◆ Exercise aim
Search the data for "photo". Return each matching line.

◆ Referring expression data
________

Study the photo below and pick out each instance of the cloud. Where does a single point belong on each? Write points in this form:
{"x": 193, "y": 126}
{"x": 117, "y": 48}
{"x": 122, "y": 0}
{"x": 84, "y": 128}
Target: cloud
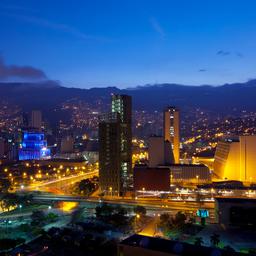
{"x": 228, "y": 53}
{"x": 157, "y": 27}
{"x": 223, "y": 53}
{"x": 58, "y": 26}
{"x": 239, "y": 55}
{"x": 22, "y": 72}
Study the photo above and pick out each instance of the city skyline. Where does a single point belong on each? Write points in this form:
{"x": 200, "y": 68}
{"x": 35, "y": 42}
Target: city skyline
{"x": 108, "y": 44}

________

◆ Task solution
Study the photo below and pick out each instance of the cloud. Where does a single point belong on each? Write points in this form:
Study the photo above and pick out each instance of the city skyline. Where does a single point belong on each? Write points in this form:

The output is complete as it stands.